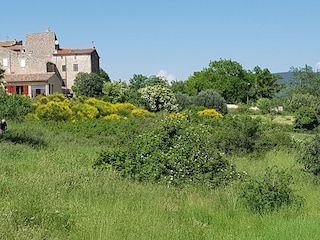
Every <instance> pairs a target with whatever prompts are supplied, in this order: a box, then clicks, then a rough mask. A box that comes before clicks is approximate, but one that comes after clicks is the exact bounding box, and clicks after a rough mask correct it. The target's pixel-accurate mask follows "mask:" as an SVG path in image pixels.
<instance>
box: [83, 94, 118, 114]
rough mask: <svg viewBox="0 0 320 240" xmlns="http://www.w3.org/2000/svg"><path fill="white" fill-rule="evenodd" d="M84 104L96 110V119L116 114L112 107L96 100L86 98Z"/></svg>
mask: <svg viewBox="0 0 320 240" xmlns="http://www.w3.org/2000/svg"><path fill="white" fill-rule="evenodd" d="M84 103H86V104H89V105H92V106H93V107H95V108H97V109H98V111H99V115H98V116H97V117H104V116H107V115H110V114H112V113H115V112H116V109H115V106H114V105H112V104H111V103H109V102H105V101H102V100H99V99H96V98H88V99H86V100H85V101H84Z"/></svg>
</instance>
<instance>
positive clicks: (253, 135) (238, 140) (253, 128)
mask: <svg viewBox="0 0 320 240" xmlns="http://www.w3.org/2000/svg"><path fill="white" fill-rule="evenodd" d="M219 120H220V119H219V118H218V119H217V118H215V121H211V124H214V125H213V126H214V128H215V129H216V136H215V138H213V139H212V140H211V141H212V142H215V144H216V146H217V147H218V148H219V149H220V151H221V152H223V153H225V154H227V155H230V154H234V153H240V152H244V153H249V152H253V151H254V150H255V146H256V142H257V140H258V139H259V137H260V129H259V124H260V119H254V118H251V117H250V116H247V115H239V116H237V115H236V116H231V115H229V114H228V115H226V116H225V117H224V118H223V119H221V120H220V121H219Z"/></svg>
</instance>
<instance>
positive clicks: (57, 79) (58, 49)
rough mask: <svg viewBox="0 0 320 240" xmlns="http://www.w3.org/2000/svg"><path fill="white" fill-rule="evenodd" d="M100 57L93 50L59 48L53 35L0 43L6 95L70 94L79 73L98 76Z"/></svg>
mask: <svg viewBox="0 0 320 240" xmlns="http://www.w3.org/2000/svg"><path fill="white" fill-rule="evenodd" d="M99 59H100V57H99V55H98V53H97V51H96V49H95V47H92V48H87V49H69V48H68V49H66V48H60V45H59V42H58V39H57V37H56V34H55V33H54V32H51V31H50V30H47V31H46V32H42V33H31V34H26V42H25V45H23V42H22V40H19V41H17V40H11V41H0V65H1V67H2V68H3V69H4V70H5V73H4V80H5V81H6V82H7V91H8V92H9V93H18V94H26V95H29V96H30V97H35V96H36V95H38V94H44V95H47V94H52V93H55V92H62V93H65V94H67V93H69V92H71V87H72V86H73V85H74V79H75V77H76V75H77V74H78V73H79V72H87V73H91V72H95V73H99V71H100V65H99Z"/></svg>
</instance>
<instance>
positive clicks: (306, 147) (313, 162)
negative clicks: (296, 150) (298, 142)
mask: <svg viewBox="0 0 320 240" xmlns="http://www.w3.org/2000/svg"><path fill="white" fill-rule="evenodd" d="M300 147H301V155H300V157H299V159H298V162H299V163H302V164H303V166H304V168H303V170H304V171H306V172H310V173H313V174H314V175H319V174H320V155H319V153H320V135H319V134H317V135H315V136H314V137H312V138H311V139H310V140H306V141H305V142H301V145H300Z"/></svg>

§ Task objective
Each record is to be copied word for word, with no images carried over.

§ Task output
Every <instance> pairs a target with whatever prompts are supplied, in this order: a box, then clicks, then a rough mask. A box that comes before clicks is approximate, but one that comes after clicks is the exact bounding box, and clicks after a rough mask correct it. The target's pixel-accurate mask follows "mask:" as an SVG path in image pixels.
<instance>
box: [83, 94, 118, 114]
rough mask: <svg viewBox="0 0 320 240" xmlns="http://www.w3.org/2000/svg"><path fill="white" fill-rule="evenodd" d="M84 104L96 110V119L116 114L112 107L96 100L86 98Z"/></svg>
mask: <svg viewBox="0 0 320 240" xmlns="http://www.w3.org/2000/svg"><path fill="white" fill-rule="evenodd" d="M84 103H86V104H89V105H92V106H93V107H95V108H97V109H98V111H99V115H98V116H97V117H104V116H107V115H110V114H112V113H115V112H116V109H115V106H114V105H112V104H111V103H109V102H105V101H102V100H99V99H96V98H88V99H86V100H85V101H84Z"/></svg>
</instance>
<instance>
positive clicks: (253, 135) (238, 140) (253, 128)
mask: <svg viewBox="0 0 320 240" xmlns="http://www.w3.org/2000/svg"><path fill="white" fill-rule="evenodd" d="M219 120H220V119H219V118H218V119H217V118H215V121H211V124H214V125H213V126H214V128H215V129H216V136H215V138H213V139H212V140H211V141H212V142H215V144H216V146H217V147H218V148H219V149H220V151H221V152H223V153H225V154H227V155H230V154H234V153H240V152H244V153H249V152H253V151H254V150H255V146H256V142H257V140H258V139H259V137H260V129H259V124H260V119H254V118H251V117H250V116H247V115H239V116H237V115H236V116H231V115H229V114H228V115H226V116H225V117H224V118H223V119H221V120H220V121H219Z"/></svg>
</instance>
<instance>
positive clicks: (57, 79) (58, 49)
rough mask: <svg viewBox="0 0 320 240" xmlns="http://www.w3.org/2000/svg"><path fill="white" fill-rule="evenodd" d="M100 57L93 50L59 48L53 35L0 43L6 95L70 94L79 73L98 76Z"/></svg>
mask: <svg viewBox="0 0 320 240" xmlns="http://www.w3.org/2000/svg"><path fill="white" fill-rule="evenodd" d="M99 59H100V57H99V55H98V53H97V51H96V49H95V47H92V48H87V49H69V48H68V49H66V48H60V45H59V42H58V39H57V37H56V34H55V33H54V32H51V31H50V30H47V31H46V32H42V33H31V34H26V42H25V45H23V42H22V40H19V41H17V40H11V41H0V65H1V67H2V68H3V69H4V70H5V73H4V80H5V81H6V82H7V91H8V92H9V93H18V94H26V95H29V96H30V97H35V96H36V95H38V94H44V95H47V94H52V93H55V92H62V93H65V94H67V93H69V92H71V87H72V86H73V85H74V79H75V77H76V75H77V74H78V73H79V72H87V73H91V72H95V73H99V71H100V65H99Z"/></svg>
</instance>
<instance>
positive clicks: (306, 147) (313, 162)
negative clicks: (296, 150) (298, 142)
mask: <svg viewBox="0 0 320 240" xmlns="http://www.w3.org/2000/svg"><path fill="white" fill-rule="evenodd" d="M300 147H301V155H300V157H299V159H298V162H299V163H302V164H303V166H304V168H303V170H304V171H306V172H310V173H313V174H314V175H319V174H320V155H319V153H320V135H319V134H317V135H315V136H314V137H312V138H311V139H310V140H306V141H305V142H301V145H300Z"/></svg>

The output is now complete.